Records for this task -
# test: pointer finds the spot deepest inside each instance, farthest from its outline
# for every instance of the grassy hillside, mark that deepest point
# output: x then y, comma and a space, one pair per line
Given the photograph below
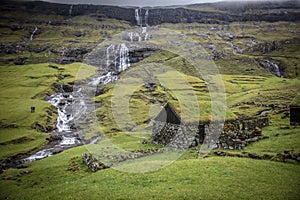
259, 171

What this task involves -
Copy every line from the records above that contains the word "instance".

Task result -
# test: pointer finds the spot deepest inside each instance, farthest from its outline
# for every instance of the grassy hillside, mark that deepest point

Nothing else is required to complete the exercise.